AVAILABLE DATA
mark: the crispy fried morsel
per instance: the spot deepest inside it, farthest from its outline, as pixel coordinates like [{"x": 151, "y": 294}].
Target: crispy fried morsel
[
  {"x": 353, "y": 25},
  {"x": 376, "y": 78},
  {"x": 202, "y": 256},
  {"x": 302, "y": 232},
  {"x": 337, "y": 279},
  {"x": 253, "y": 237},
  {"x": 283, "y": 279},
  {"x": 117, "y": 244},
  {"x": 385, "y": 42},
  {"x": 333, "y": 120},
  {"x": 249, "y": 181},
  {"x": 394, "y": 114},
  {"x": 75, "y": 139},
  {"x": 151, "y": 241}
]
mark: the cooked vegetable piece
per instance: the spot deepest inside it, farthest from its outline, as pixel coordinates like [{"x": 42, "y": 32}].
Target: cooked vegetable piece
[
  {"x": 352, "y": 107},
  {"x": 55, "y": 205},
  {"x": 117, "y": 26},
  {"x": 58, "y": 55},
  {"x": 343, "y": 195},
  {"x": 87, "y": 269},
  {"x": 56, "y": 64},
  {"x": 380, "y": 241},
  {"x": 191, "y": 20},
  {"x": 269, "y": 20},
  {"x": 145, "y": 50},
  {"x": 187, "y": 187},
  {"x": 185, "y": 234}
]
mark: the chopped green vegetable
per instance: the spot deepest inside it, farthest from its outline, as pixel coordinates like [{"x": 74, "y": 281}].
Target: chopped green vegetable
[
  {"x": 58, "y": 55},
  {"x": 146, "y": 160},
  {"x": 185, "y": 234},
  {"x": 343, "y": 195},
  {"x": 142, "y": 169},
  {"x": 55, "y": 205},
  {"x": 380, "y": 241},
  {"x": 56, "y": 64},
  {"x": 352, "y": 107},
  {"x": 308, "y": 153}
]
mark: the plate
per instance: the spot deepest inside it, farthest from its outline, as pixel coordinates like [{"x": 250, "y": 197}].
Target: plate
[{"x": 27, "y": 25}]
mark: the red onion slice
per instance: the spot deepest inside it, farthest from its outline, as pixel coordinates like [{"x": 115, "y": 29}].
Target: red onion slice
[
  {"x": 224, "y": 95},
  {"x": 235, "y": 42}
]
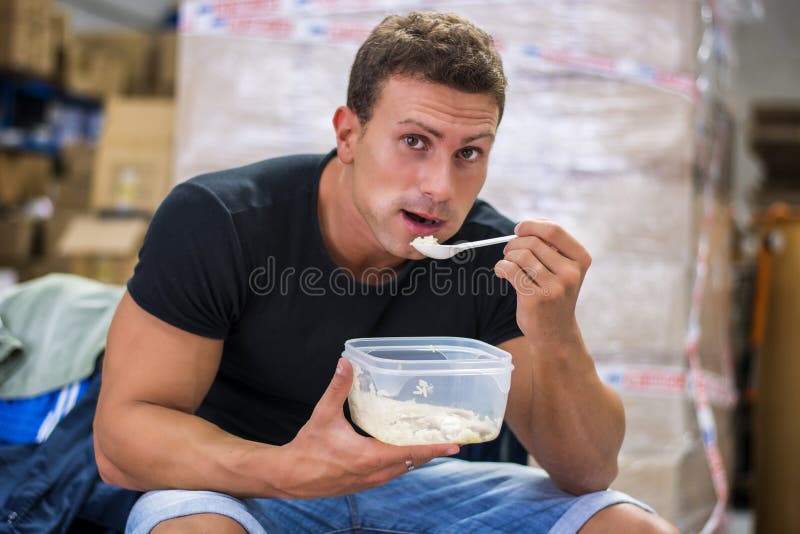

OBJECTIVE
Reproduce every item above word for word and line for line, leaving out the picture.

THE RESULT
mark: the crispy fried morsel
per instance: the spot deepest inside it, farthest from its outline, as pixel coordinates like [{"x": 151, "y": 294}].
Target: crispy fried morsel
[
  {"x": 353, "y": 25},
  {"x": 376, "y": 78},
  {"x": 202, "y": 256},
  {"x": 302, "y": 232},
  {"x": 337, "y": 279},
  {"x": 253, "y": 237},
  {"x": 283, "y": 279},
  {"x": 117, "y": 244},
  {"x": 385, "y": 42},
  {"x": 333, "y": 120},
  {"x": 249, "y": 181},
  {"x": 394, "y": 114},
  {"x": 75, "y": 139},
  {"x": 151, "y": 241}
]
mark: the cooked vegetable piece
per instance: the spot deepest inside it, farthest from its outline, as pixel coordinates like [{"x": 42, "y": 32}].
Target: cooked vegetable piece
[
  {"x": 352, "y": 107},
  {"x": 55, "y": 205},
  {"x": 117, "y": 26},
  {"x": 58, "y": 55},
  {"x": 343, "y": 195},
  {"x": 87, "y": 269},
  {"x": 56, "y": 64},
  {"x": 380, "y": 241},
  {"x": 191, "y": 20},
  {"x": 269, "y": 20},
  {"x": 145, "y": 50},
  {"x": 187, "y": 187},
  {"x": 185, "y": 234}
]
mark: the chopped green vegetable
per instance: the spot deepest inside it, farthest from its outline, as pixel coordinates like [{"x": 74, "y": 281}].
Target: chopped green vegetable
[
  {"x": 58, "y": 55},
  {"x": 146, "y": 160},
  {"x": 185, "y": 234},
  {"x": 343, "y": 195},
  {"x": 142, "y": 169},
  {"x": 55, "y": 205},
  {"x": 380, "y": 241},
  {"x": 56, "y": 64},
  {"x": 352, "y": 107},
  {"x": 308, "y": 153}
]
mark: the plate
per instance: the spot deepest inside it, farthest from its outline, as pixel coordinates like [{"x": 250, "y": 197}].
Target: plate
[{"x": 27, "y": 25}]
mark: the red onion slice
per instance: the spot deepest inside it, farthest from its outline, as pixel coordinates like [{"x": 115, "y": 29}].
Target: red onion slice
[
  {"x": 224, "y": 95},
  {"x": 235, "y": 42}
]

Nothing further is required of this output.